%%

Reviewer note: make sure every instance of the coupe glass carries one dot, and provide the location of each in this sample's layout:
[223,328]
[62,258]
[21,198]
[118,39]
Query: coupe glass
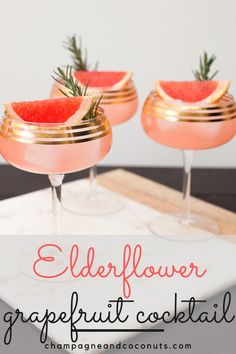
[55,149]
[120,106]
[189,127]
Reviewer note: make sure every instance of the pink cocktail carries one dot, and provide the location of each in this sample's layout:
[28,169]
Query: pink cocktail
[120,105]
[188,127]
[55,149]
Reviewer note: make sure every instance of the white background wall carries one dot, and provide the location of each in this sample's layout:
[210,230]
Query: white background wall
[156,39]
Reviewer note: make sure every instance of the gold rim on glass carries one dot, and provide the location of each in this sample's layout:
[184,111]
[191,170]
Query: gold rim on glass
[223,110]
[54,134]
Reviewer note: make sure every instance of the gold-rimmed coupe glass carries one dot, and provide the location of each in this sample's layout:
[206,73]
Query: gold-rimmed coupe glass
[188,127]
[120,105]
[55,149]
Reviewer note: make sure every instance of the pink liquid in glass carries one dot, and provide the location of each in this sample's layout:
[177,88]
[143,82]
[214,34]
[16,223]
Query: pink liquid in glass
[188,135]
[55,159]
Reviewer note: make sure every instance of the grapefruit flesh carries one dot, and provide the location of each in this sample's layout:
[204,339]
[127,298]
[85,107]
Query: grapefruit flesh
[56,110]
[192,91]
[103,80]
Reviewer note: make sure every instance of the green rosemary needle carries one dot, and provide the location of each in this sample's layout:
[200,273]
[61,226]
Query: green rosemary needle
[79,57]
[205,63]
[66,79]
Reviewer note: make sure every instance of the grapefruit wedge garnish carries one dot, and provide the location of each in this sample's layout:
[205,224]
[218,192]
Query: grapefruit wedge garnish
[192,91]
[69,110]
[103,80]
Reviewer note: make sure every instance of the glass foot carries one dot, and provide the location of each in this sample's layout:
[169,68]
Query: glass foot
[171,227]
[98,204]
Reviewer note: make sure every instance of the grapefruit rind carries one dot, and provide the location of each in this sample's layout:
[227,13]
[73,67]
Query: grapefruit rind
[220,90]
[117,86]
[76,118]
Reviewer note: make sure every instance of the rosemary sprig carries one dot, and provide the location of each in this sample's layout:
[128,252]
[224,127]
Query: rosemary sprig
[66,79]
[205,64]
[80,61]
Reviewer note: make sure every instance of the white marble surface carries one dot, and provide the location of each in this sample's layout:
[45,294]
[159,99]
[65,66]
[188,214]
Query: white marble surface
[25,224]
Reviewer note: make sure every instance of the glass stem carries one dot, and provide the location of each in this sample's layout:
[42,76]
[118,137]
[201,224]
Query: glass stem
[56,183]
[93,181]
[187,159]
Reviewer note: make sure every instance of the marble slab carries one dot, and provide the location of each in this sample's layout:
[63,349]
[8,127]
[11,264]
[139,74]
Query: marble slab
[26,224]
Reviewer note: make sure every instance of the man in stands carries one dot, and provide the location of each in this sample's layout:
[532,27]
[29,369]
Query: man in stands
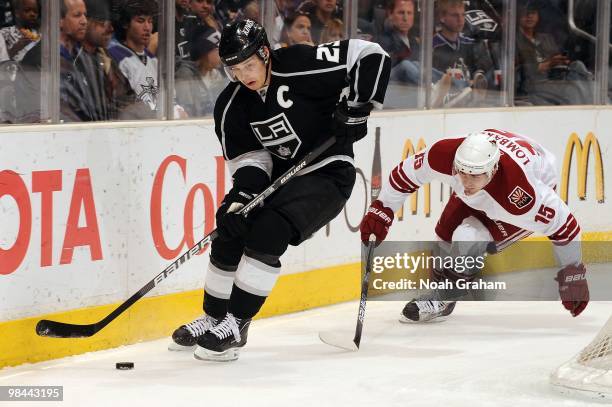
[503,190]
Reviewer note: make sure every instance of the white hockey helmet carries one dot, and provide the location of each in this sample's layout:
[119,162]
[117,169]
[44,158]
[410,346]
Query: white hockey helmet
[477,154]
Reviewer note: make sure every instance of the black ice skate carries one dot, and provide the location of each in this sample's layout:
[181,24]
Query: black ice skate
[185,336]
[223,342]
[424,311]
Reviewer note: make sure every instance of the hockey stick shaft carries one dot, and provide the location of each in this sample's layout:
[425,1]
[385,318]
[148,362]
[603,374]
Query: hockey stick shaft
[65,330]
[364,293]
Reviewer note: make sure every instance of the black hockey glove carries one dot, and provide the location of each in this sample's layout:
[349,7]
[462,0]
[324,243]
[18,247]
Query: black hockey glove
[351,123]
[231,224]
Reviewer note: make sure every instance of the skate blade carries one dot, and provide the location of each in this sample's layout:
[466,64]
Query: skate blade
[175,347]
[201,353]
[433,320]
[337,340]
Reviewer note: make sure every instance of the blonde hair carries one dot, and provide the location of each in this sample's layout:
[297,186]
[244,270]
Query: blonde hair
[335,24]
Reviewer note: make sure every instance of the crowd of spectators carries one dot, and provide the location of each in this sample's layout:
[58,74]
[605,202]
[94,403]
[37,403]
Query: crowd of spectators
[109,64]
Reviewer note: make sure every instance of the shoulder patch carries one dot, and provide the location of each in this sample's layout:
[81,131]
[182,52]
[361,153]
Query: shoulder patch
[511,188]
[519,197]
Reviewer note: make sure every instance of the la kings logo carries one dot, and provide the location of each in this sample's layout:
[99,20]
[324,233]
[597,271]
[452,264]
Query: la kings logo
[277,136]
[519,197]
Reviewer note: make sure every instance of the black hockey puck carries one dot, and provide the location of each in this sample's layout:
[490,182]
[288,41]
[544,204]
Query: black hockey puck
[124,365]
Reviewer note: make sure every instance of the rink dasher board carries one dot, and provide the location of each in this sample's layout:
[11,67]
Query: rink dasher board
[141,178]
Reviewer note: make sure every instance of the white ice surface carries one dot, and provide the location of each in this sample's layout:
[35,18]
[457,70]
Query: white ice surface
[486,354]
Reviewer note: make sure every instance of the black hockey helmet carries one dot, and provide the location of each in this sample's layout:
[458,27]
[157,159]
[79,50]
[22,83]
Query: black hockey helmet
[240,40]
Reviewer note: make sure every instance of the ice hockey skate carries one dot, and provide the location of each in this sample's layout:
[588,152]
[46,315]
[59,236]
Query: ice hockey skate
[223,342]
[185,337]
[425,311]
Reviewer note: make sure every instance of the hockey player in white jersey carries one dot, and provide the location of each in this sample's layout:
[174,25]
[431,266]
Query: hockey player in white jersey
[281,105]
[503,190]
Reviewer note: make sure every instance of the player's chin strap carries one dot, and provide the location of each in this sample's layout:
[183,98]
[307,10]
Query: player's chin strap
[267,62]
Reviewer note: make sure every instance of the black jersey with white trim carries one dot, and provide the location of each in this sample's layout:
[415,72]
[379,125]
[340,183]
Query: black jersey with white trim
[295,114]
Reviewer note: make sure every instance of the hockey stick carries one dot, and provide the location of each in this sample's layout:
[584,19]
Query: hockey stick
[65,330]
[334,339]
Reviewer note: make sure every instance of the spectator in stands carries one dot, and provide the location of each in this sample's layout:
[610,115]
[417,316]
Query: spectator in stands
[199,82]
[22,36]
[27,87]
[457,57]
[184,25]
[133,30]
[111,91]
[204,10]
[250,10]
[296,30]
[321,12]
[6,14]
[399,41]
[544,69]
[76,101]
[226,10]
[334,31]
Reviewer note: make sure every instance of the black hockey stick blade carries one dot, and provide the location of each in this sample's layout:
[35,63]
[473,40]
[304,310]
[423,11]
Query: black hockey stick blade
[339,341]
[55,329]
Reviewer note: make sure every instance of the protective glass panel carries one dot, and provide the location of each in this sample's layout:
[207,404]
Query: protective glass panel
[20,62]
[199,76]
[555,49]
[466,54]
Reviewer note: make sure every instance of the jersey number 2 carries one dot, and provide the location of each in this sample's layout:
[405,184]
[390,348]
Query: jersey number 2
[329,52]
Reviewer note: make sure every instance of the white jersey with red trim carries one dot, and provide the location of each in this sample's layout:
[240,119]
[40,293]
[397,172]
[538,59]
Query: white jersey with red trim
[521,193]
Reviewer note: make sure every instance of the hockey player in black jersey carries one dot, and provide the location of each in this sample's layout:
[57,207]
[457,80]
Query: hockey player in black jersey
[281,105]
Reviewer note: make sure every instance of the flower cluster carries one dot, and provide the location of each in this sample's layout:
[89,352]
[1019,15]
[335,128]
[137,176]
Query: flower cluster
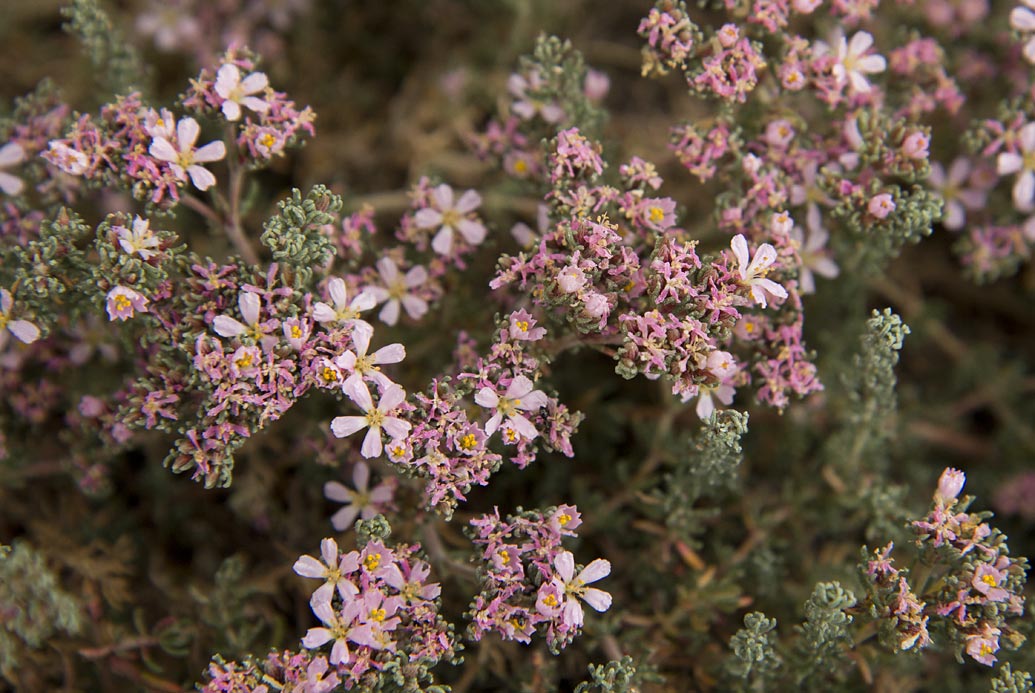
[529,582]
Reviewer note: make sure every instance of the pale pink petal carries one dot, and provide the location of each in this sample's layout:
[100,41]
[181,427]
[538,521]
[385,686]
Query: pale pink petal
[597,570]
[392,397]
[389,313]
[486,398]
[415,306]
[226,326]
[163,150]
[186,133]
[1008,162]
[344,426]
[372,444]
[359,393]
[427,218]
[468,202]
[442,243]
[201,177]
[213,151]
[598,599]
[395,427]
[389,354]
[24,330]
[523,426]
[306,566]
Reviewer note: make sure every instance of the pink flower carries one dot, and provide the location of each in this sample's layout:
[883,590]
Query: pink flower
[183,158]
[245,361]
[520,397]
[333,570]
[359,503]
[238,92]
[362,365]
[523,327]
[955,196]
[67,159]
[570,278]
[811,249]
[881,205]
[10,154]
[374,418]
[983,645]
[753,273]
[987,581]
[1022,163]
[949,485]
[123,303]
[140,240]
[852,62]
[450,217]
[345,312]
[396,291]
[572,588]
[23,330]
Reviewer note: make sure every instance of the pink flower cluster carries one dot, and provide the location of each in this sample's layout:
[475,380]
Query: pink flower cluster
[530,583]
[373,603]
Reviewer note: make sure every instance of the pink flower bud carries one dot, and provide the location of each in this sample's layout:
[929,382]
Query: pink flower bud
[915,146]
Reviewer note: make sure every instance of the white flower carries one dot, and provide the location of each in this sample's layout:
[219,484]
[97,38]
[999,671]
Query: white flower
[238,92]
[853,63]
[450,217]
[396,291]
[811,250]
[23,330]
[359,503]
[10,154]
[375,419]
[344,311]
[753,273]
[363,365]
[1008,162]
[520,397]
[184,159]
[140,240]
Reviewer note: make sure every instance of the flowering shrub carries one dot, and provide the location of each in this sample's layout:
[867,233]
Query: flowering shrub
[589,379]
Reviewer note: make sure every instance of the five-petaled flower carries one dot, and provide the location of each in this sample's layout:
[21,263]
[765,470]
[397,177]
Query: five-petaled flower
[451,217]
[374,418]
[520,397]
[238,92]
[123,303]
[23,330]
[753,273]
[183,158]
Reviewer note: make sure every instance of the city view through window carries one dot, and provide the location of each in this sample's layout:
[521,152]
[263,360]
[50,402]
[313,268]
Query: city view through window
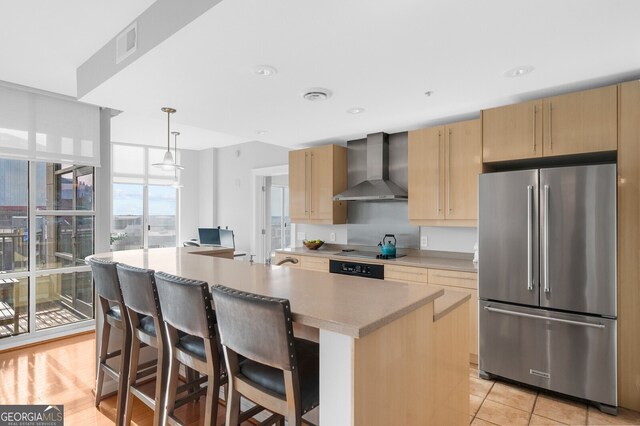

%%

→ **Stated exercise**
Quote exactly the lines from the one that contains "Reviewer note: make sure every instance of the five-petaled" through the end of the listing above, both ends included, leaving out the pictures.

→ **Correct output**
Reviewer note: make sure every instance of the five-petaled flower carries one dot, and provide the location of each in this sample's layout:
[21,263]
[765,470]
[397,177]
Query: five-petaled flower
[451,217]
[374,418]
[520,397]
[238,92]
[123,303]
[23,330]
[753,273]
[183,158]
Reviewer note: make sure every instance of the city view through window carries one dot, and provide the location of each in this sample's layout:
[521,152]
[263,360]
[50,402]
[313,268]
Query: city view through window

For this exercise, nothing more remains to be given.